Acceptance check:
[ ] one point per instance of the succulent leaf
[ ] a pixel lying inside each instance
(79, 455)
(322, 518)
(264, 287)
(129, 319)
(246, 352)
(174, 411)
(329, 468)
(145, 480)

★ ★ ★ ★

§ Work task: Write out exactly the final stretch of the listing above, beginning at the line that contains "[ ] one point" and ending at its last line, with nothing added.

§ Task answer:
[ ] one point per instance of the succulent leaf
[ ] a pixel lying inside each instance
(79, 455)
(322, 518)
(264, 287)
(129, 319)
(246, 352)
(174, 411)
(329, 468)
(145, 480)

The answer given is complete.